__What is required__: Please list the things that, according to Marina in the text about her conversion, becoming Muslim changed.

On June 29, 2012, Imam Ziad at ISM said the words, “There is no God but Allah and Mohammed is his final messenger,” this is the Muslim testimony of faith. Marina repeated them, “and that made me a Muslim. Then we all went out to eat.”
She has never looked back. Becoming Muslim “changed things – health, finances, self-respect, outlook.” And all the changes were positive. “I felt really restless before – that subsided when I became Muslim. I was much calmer.” Her mother agrees. “Me and her dad [saw] that she was happier, wasn’t as stressed.”
Less than a month after her shahada, Marina married Messaoud Zouaghi, who had come to Milwaukee from Algeria to study at UWM. Most of the wedding guests had never been to a mosque.
Marina met her in-laws for the first time on Skype, but she and her husband subsequently traveled to visit them in Algeria. Jill and Messaoud’s mother Noucha now talk regularly. “I was so worried about Marina traveling abroad,” Jill says. But Noucha told her, “My son is now your son and your daughter is my daughter.” Today, Jill says, “I don’t worry about her when she’s with them. I know they will take care of her.”
A Mother Follows in her Daughter’s Footsteps
Jill Ochoa was baptized a Catholic. In her 30s, she became an Evangelical Lutheran. In 2009, she was diagnosed with Crohn’s disease, an autoimmune disease of the digestive system, a condition that is aggravated by stress. “I had gotten to the point with Christianity where I kept having questions about my faith and never got the answers I wanted. . . It was always that I didn’t have enough faith. The sicker I got, the angrier I became.”

Items from a dataset:
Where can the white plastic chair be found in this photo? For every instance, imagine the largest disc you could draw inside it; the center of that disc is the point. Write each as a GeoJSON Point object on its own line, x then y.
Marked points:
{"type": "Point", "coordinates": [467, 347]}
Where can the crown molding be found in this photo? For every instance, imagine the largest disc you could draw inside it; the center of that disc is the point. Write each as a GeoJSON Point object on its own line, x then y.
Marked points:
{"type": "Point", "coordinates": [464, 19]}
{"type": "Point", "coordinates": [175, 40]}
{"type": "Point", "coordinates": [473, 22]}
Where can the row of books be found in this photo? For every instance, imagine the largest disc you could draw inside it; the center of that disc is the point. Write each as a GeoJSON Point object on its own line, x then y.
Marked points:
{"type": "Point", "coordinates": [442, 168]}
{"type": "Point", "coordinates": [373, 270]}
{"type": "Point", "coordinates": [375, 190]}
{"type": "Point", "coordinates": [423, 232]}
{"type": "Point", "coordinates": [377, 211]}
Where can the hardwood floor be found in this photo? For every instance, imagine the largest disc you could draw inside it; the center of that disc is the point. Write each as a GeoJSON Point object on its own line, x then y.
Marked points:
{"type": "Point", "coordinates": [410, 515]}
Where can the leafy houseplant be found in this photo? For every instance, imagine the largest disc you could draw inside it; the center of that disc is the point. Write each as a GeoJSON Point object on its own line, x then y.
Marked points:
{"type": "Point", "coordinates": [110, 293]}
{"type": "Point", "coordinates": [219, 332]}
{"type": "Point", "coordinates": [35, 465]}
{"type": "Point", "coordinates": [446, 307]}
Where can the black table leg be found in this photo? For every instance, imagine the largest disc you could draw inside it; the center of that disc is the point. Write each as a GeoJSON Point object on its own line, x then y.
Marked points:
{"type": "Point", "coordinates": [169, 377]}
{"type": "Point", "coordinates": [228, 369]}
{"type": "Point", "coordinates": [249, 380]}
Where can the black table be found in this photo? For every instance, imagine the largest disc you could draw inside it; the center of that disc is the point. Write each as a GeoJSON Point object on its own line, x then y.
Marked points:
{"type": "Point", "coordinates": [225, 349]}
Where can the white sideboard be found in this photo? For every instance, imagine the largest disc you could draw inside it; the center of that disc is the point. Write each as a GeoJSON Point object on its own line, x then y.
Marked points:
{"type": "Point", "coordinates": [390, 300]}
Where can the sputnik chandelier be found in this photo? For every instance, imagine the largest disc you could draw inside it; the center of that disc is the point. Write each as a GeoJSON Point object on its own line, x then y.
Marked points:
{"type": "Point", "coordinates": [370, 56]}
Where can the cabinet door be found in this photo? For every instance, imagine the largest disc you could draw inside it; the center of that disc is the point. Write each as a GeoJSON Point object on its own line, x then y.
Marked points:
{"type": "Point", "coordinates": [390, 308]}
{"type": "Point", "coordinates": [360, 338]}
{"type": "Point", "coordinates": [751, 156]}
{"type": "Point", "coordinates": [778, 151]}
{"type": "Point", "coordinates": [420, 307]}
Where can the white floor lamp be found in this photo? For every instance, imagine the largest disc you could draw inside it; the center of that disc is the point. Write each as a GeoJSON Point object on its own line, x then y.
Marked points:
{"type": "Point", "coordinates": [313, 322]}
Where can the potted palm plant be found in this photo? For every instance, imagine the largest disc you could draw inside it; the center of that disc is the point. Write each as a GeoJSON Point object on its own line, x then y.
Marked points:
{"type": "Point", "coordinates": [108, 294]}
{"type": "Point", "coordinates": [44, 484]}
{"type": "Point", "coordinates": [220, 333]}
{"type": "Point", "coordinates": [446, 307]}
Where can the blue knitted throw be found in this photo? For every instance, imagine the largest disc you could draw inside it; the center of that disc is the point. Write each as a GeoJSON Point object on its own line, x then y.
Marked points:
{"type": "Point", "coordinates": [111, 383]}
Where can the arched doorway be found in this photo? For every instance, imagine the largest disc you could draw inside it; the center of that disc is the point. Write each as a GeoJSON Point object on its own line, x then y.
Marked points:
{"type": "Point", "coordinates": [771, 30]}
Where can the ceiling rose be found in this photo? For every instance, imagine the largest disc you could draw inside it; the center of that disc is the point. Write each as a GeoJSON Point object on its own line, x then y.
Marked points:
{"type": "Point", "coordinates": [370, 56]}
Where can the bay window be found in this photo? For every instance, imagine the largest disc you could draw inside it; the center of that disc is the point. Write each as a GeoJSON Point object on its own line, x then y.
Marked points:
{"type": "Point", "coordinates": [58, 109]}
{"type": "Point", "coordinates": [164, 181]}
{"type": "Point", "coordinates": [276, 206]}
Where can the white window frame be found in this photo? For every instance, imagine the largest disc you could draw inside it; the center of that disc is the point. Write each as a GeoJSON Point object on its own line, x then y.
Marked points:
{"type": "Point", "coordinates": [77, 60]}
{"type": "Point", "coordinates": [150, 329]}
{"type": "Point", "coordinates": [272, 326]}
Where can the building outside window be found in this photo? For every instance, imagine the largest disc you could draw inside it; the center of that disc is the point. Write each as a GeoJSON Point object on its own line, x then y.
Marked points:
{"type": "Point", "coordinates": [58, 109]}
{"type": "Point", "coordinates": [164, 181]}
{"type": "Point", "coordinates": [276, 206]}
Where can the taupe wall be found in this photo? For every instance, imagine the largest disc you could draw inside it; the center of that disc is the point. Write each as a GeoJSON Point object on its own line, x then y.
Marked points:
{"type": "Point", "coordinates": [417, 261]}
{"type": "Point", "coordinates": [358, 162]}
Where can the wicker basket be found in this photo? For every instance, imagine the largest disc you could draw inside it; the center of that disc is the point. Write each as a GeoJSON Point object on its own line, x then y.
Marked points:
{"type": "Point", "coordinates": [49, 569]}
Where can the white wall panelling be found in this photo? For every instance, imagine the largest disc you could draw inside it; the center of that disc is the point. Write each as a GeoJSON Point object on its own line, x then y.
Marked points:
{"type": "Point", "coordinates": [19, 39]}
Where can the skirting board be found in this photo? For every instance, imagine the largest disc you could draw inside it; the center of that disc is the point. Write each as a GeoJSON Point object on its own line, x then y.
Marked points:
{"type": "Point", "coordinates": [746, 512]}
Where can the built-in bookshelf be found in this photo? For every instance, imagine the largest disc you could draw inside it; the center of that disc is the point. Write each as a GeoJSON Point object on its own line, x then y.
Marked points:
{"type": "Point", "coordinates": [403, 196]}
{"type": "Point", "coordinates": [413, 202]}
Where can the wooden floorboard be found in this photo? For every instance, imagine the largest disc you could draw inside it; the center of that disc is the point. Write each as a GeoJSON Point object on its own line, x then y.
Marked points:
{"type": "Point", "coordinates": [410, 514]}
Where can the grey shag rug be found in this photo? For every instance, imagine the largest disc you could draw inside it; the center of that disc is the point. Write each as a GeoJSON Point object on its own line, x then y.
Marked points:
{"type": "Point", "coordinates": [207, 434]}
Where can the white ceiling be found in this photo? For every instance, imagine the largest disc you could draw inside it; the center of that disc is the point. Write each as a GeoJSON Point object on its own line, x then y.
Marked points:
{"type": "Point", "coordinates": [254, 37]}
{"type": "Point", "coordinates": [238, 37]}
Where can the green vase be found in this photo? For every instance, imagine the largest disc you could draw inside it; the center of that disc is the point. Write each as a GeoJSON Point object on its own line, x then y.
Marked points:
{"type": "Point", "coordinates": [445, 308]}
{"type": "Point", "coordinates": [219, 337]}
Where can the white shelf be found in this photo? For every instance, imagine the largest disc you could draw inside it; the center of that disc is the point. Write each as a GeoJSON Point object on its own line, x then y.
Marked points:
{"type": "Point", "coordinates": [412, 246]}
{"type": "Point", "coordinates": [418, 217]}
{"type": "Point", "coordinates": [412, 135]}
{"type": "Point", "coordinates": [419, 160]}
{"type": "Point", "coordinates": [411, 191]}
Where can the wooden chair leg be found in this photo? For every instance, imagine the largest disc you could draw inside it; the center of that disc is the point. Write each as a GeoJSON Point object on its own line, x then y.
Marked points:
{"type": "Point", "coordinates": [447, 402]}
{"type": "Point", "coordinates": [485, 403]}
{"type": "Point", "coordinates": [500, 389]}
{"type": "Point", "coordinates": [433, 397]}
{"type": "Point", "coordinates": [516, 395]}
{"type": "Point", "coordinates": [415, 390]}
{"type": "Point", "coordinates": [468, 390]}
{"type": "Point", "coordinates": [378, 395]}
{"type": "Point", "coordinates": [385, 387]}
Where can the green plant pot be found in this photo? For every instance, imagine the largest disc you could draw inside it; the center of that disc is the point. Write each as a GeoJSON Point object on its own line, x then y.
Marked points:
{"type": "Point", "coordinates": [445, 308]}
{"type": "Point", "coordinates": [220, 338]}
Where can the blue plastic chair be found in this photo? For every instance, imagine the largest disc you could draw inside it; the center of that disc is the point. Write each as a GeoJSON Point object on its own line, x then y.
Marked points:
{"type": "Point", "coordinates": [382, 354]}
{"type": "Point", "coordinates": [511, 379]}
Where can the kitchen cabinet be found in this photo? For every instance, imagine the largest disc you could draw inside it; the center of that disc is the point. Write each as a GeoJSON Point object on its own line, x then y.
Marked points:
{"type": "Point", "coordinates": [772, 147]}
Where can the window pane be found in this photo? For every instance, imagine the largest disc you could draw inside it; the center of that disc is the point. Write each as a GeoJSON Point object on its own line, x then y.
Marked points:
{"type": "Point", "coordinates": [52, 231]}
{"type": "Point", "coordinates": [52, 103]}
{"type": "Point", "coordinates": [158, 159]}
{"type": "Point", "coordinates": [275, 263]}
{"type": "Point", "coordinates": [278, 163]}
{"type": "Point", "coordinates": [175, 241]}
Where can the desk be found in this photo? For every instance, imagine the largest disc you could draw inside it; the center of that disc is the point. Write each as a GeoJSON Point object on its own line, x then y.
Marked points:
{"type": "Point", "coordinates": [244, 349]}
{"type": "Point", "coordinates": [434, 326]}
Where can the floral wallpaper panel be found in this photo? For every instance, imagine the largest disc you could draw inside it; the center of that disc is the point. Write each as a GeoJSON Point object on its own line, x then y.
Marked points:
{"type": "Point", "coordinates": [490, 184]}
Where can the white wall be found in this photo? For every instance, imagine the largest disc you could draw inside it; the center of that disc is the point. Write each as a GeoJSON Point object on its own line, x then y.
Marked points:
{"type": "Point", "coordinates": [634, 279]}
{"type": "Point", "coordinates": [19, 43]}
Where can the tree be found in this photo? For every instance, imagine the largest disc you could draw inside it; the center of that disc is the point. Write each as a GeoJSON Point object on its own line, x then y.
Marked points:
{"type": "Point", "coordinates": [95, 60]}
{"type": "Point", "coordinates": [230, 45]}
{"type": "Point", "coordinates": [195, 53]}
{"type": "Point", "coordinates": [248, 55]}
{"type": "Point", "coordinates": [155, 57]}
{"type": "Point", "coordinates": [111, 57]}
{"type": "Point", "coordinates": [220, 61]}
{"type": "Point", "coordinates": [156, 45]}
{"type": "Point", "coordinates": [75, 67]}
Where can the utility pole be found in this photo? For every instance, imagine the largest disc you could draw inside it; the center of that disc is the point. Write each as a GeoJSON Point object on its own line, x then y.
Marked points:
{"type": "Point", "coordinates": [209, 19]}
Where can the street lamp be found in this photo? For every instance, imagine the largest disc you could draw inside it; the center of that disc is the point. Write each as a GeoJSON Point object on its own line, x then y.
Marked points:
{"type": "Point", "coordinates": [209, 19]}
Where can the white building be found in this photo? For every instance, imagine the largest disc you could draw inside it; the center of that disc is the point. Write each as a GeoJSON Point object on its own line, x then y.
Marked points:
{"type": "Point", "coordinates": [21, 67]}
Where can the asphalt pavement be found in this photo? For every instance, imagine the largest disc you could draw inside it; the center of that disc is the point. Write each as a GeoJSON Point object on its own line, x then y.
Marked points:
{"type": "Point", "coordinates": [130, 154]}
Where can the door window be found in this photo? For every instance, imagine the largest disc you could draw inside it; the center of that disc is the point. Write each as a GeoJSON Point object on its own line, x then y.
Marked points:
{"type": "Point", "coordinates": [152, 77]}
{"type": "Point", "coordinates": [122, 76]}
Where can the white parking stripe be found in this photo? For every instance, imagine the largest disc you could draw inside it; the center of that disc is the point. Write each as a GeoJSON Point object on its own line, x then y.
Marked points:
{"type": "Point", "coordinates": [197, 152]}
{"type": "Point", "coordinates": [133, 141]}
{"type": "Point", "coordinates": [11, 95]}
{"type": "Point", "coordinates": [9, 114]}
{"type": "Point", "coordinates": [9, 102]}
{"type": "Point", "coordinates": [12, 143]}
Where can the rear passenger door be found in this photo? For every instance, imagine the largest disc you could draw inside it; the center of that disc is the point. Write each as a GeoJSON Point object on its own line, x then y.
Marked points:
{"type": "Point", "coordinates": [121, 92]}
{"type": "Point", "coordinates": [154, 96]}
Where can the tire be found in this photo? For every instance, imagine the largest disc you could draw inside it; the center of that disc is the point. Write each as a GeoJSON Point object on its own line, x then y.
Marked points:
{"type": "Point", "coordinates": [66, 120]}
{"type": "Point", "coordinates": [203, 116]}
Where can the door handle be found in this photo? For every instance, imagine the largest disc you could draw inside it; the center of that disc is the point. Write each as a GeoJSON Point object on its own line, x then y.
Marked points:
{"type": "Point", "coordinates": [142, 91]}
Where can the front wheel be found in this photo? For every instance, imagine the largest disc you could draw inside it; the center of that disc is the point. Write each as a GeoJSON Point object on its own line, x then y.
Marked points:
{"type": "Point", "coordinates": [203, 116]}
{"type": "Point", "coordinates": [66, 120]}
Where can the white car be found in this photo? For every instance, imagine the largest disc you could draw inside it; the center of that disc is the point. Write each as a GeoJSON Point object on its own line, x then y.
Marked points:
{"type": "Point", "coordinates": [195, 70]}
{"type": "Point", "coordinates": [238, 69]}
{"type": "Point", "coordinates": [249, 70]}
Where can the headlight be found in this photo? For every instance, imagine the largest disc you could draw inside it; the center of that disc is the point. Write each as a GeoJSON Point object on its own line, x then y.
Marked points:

__Finished exercise__: health, finances, self-respect, outlook